Set out the lines below as a JSON list of strings, one string per line, skipping blank lines and covering every line to the end. Leave the pictures out of the list.
------ RECORDS SUPPLIED
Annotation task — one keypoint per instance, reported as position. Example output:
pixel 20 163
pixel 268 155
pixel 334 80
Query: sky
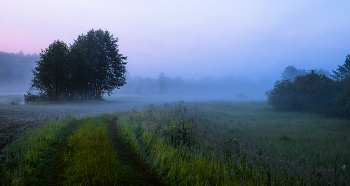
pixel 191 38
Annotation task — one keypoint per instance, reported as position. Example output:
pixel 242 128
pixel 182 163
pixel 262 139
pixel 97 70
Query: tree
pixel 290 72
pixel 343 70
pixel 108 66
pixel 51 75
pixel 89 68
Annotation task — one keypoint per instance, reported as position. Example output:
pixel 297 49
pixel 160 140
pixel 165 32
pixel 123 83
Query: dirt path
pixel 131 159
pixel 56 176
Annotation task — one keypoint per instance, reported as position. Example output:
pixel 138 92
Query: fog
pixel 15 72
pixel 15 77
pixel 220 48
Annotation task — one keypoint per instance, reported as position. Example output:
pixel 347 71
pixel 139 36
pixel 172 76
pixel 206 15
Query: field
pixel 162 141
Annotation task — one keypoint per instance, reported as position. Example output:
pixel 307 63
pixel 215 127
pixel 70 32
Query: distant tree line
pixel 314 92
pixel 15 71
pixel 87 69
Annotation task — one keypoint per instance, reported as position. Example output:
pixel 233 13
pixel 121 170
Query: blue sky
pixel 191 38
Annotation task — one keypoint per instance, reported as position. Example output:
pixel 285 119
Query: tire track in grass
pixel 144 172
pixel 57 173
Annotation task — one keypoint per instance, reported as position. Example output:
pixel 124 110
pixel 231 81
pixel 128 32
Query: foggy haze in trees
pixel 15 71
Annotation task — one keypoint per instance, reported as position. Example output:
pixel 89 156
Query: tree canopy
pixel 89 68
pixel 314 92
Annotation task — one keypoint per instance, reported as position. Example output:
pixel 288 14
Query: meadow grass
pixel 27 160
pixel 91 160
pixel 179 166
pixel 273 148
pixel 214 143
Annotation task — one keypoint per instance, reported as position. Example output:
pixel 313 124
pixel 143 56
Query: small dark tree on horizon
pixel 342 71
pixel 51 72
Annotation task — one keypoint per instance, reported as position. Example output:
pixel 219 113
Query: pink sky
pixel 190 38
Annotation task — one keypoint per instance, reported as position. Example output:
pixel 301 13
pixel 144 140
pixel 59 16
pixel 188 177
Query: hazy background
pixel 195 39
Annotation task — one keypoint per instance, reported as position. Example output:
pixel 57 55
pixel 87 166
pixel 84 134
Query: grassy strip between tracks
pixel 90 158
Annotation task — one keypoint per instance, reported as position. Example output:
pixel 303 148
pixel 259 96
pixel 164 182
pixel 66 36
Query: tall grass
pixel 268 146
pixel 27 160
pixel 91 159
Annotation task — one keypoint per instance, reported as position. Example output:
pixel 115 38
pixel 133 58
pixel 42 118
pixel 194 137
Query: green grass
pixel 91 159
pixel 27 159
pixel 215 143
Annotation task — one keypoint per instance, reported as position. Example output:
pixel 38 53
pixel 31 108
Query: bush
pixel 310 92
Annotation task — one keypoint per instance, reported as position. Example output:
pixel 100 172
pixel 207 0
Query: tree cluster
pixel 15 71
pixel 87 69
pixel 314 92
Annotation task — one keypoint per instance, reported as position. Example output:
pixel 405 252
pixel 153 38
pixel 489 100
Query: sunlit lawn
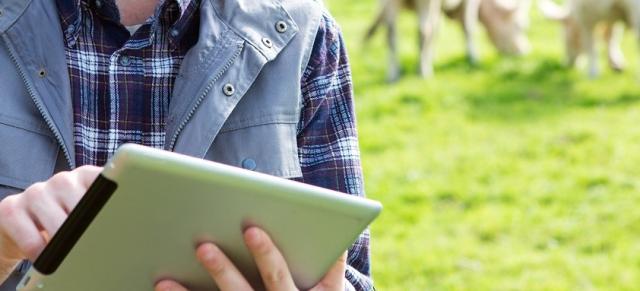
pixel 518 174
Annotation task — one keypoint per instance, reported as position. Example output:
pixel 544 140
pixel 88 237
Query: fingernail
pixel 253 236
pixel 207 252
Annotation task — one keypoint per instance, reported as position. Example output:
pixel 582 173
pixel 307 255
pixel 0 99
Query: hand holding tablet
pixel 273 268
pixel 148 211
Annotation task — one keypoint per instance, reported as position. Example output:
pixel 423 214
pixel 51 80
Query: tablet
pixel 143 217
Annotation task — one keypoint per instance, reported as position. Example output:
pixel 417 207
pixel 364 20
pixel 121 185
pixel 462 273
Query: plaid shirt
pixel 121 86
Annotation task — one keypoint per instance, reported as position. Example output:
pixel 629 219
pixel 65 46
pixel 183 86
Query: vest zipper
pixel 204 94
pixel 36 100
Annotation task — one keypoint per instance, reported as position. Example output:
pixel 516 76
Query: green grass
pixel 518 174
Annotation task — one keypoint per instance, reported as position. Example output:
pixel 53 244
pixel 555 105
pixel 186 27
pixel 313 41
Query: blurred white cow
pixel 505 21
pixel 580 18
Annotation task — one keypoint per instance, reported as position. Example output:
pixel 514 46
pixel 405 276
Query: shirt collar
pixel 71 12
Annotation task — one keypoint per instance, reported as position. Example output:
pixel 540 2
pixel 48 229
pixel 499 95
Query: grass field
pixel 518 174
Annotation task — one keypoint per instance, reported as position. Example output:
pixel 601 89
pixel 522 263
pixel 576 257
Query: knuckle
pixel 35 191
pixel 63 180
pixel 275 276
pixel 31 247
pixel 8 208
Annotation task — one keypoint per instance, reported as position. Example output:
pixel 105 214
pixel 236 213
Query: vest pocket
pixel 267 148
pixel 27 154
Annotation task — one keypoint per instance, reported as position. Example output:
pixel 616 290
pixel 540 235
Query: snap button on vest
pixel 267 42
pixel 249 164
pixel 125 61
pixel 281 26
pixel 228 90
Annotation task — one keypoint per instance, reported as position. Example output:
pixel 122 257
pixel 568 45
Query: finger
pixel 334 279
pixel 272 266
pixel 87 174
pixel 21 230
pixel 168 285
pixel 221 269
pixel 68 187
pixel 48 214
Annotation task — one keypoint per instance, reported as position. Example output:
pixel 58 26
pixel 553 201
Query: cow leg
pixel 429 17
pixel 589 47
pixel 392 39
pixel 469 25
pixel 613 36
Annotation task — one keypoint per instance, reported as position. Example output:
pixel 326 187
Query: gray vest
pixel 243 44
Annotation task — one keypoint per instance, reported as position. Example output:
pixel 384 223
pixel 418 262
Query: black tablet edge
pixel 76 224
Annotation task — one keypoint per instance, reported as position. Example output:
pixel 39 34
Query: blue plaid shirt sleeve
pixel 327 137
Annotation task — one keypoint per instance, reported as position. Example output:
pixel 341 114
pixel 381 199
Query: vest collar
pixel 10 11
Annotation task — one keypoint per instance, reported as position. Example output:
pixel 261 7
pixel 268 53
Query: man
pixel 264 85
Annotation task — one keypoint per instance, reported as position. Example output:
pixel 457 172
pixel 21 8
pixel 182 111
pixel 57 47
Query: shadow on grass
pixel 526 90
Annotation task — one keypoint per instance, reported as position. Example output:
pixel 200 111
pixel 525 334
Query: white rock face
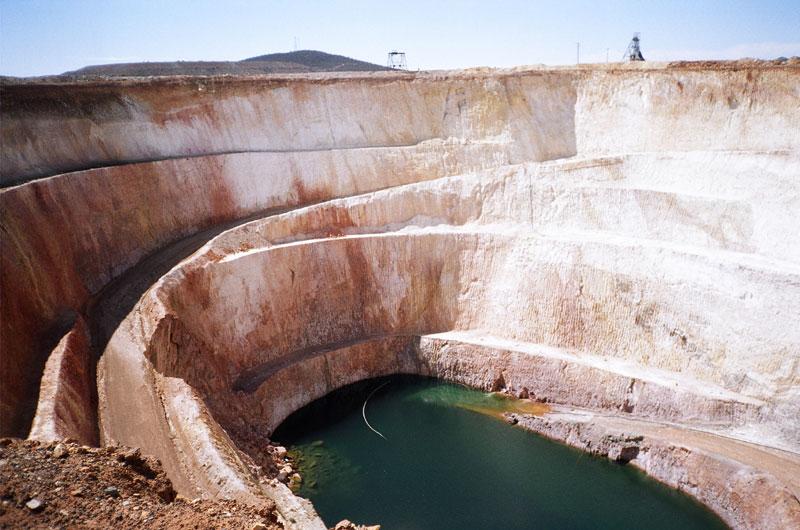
------------
• [RESPONSE]:
[
  "Annotation task — one keypoint per instance, reported as position. Example output:",
  "pixel 20 163",
  "pixel 268 155",
  "pixel 334 80",
  "Query: sky",
  "pixel 191 38",
  "Annotation task — one keypoint per instance, reported as position. Example output:",
  "pixel 242 128",
  "pixel 182 163",
  "pixel 262 139",
  "pixel 97 70",
  "Query: tree",
  "pixel 290 72",
  "pixel 343 70",
  "pixel 108 66",
  "pixel 51 75",
  "pixel 89 68",
  "Annotation task — one keypoint per instance, reported as position. Example output:",
  "pixel 297 49",
  "pixel 160 140",
  "pixel 165 32",
  "pixel 123 83",
  "Query: dirt path",
  "pixel 131 159",
  "pixel 56 176",
  "Annotation task — one keypoint per instance, reported as position. Example output:",
  "pixel 138 92",
  "Query: fog",
  "pixel 15 72",
  "pixel 15 77",
  "pixel 220 48",
  "Annotation task — one keypoint per instance, reported as position. Example output:",
  "pixel 347 71",
  "pixel 139 36",
  "pixel 172 76",
  "pixel 206 15",
  "Query: field",
  "pixel 162 141",
  "Annotation task — one keypoint per instance, reported as position. Example output:",
  "pixel 307 63",
  "pixel 215 127",
  "pixel 70 32",
  "Query: distant tree line",
  "pixel 314 92",
  "pixel 15 71",
  "pixel 87 69",
  "Annotation task — one keypoint per instance, reported as position. Example output:",
  "pixel 233 13",
  "pixel 121 170",
  "Query: blue sky",
  "pixel 191 38",
  "Annotation task — one keypoint per instance, reported as position. Example output:",
  "pixel 285 119",
  "Query: tire track in grass",
  "pixel 144 172",
  "pixel 57 173",
  "Annotation task — one keypoint per instance, reported as position. Example output:",
  "pixel 124 110",
  "pixel 231 81",
  "pixel 128 32",
  "Query: foggy haze in trees",
  "pixel 15 71",
  "Annotation task — one keypoint per instance, reported as position. Example output:",
  "pixel 89 156",
  "Query: tree canopy",
  "pixel 89 68",
  "pixel 314 92",
  "Annotation task — one keypoint per instance, reported as position. Example output:",
  "pixel 288 14",
  "Query: meadow grass",
  "pixel 27 160",
  "pixel 91 160",
  "pixel 179 166",
  "pixel 273 148",
  "pixel 214 143",
  "Annotation task — one keypoint per instance, reported as position. Example output:",
  "pixel 313 124",
  "pixel 143 56",
  "Query: small dark tree on horizon",
  "pixel 342 71",
  "pixel 51 72",
  "Annotation task — one keypoint per instance, reported as position. Example output:",
  "pixel 219 113",
  "Query: pink sky",
  "pixel 190 38",
  "Annotation task — one keypoint per instance, reported as position. Example output:",
  "pixel 301 13",
  "pixel 144 140",
  "pixel 59 16",
  "pixel 188 177",
  "Query: hazy background",
  "pixel 195 39",
  "Annotation task — one keypoint per instance, reported as position. Example output:",
  "pixel 57 55",
  "pixel 87 166",
  "pixel 84 134",
  "Query: grassy strip between tracks",
  "pixel 90 158",
  "Annotation task — one keypoint per instance, reported as position. Example output:",
  "pixel 303 148",
  "pixel 259 96",
  "pixel 164 182",
  "pixel 66 36",
  "Query: tall grass",
  "pixel 268 146",
  "pixel 27 160",
  "pixel 91 159",
  "Annotation task — one keypoint per instance, reported as position. Example output:",
  "pixel 115 38",
  "pixel 133 58",
  "pixel 42 118",
  "pixel 194 137",
  "Query: green grass",
  "pixel 91 159",
  "pixel 27 159",
  "pixel 215 143",
  "Annotation task — one keypoint per instance, reported as position. Example output:",
  "pixel 38 53",
  "pixel 31 108",
  "Query: bush",
  "pixel 310 92",
  "Annotation task — one keypoint per instance, reported as position. Example output:",
  "pixel 100 172",
  "pixel 207 0",
  "Query: tree cluster",
  "pixel 15 71",
  "pixel 87 69",
  "pixel 314 92",
  "Annotation task — one keypoint per instance, reported as position. Example output:",
  "pixel 405 252",
  "pixel 153 38",
  "pixel 489 100",
  "Query: sunlit lawn",
  "pixel 518 174",
  "Annotation task — one keypoint per instance, reported as position. Example output:",
  "pixel 544 140",
  "pixel 88 237",
  "Query: fingernail",
  "pixel 253 236",
  "pixel 207 252",
  "Annotation task — one keypoint per instance, reported as position. Example output:",
  "pixel 582 173",
  "pixel 307 255",
  "pixel 0 99",
  "Query: hand holding tablet",
  "pixel 273 268",
  "pixel 148 211",
  "Annotation task — one keypoint per instance, reported as position. Example output:",
  "pixel 423 214",
  "pixel 51 80",
  "Query: tablet",
  "pixel 143 217",
  "Annotation task — one keypoint per instance, reported as position. Example output:",
  "pixel 417 207",
  "pixel 364 20",
  "pixel 121 185",
  "pixel 462 273",
  "Query: plaid shirt",
  "pixel 121 86",
  "Annotation task — one keypoint per instance, reported as position. Example output:",
  "pixel 629 219",
  "pixel 65 46",
  "pixel 183 86",
  "Query: vest zipper",
  "pixel 204 94",
  "pixel 36 100",
  "Annotation task — one keypoint per instance, reported as position. Example output:",
  "pixel 516 76",
  "Query: green grass",
  "pixel 518 174",
  "Annotation task — one keypoint per instance, reported as position. Example output:",
  "pixel 53 244",
  "pixel 555 105",
  "pixel 186 27",
  "pixel 313 41",
  "Query: blurred white cow",
  "pixel 505 21",
  "pixel 580 18",
  "Annotation task — one keypoint per instance, reported as position. Example output:",
  "pixel 514 46",
  "pixel 405 276",
  "Query: shirt collar",
  "pixel 71 12",
  "Annotation task — one keypoint per instance, reported as position. Example output:",
  "pixel 540 2",
  "pixel 48 229",
  "pixel 499 95",
  "Query: grass field",
  "pixel 518 174",
  "Annotation task — one keypoint per instance, reported as position. Example output:",
  "pixel 601 89",
  "pixel 522 263",
  "pixel 576 257",
  "Query: knuckle",
  "pixel 35 191",
  "pixel 63 180",
  "pixel 275 276",
  "pixel 31 247",
  "pixel 8 208",
  "Annotation task — one keypoint per instance, reported as position. Example output:",
  "pixel 105 214",
  "pixel 236 213",
  "Query: vest pocket",
  "pixel 267 148",
  "pixel 27 154",
  "Annotation task — one keypoint per instance, reported as position. Example output:",
  "pixel 616 290",
  "pixel 540 235",
  "Query: snap button on vest",
  "pixel 267 42",
  "pixel 249 164",
  "pixel 125 61",
  "pixel 281 26",
  "pixel 228 90",
  "Annotation task — one keypoint per instance, reported as position. Example output:",
  "pixel 122 257",
  "pixel 568 45",
  "Query: finger",
  "pixel 334 279",
  "pixel 272 266",
  "pixel 87 174",
  "pixel 21 230",
  "pixel 168 285",
  "pixel 221 269",
  "pixel 68 187",
  "pixel 48 214",
  "Annotation task — one keypoint per instance, reported as position. Example output:",
  "pixel 58 26",
  "pixel 553 201",
  "Query: cow leg",
  "pixel 429 17",
  "pixel 589 47",
  "pixel 392 39",
  "pixel 469 25",
  "pixel 613 36",
  "Annotation task — one keypoint per instance, reported as position. Example output:",
  "pixel 326 187",
  "Query: gray vest",
  "pixel 243 44",
  "Annotation task — one keypoint per instance, reported as position. Example output:",
  "pixel 384 223",
  "pixel 418 262",
  "Query: black tablet edge",
  "pixel 76 224",
  "Annotation task — one keypoint per instance, reported as position. Example output:",
  "pixel 39 34",
  "Query: blue plaid shirt sleeve",
  "pixel 327 137",
  "Annotation task — one keypoint per instance, reported as position. Example output:",
  "pixel 341 114",
  "pixel 381 199",
  "Query: vest collar",
  "pixel 10 11",
  "Annotation task — one keypoint per instance, reported as position. Example output:",
  "pixel 261 7",
  "pixel 268 53",
  "Query: man",
  "pixel 264 85",
  "Annotation task — one keypoint per instance, reported as position. Example output:",
  "pixel 457 172",
  "pixel 21 8",
  "pixel 182 111",
  "pixel 57 47",
  "Query: shadow on grass",
  "pixel 526 90",
  "Annotation task — one keypoint per instance, reported as position. Example output:",
  "pixel 200 111",
  "pixel 525 334",
  "Query: white rock face"
]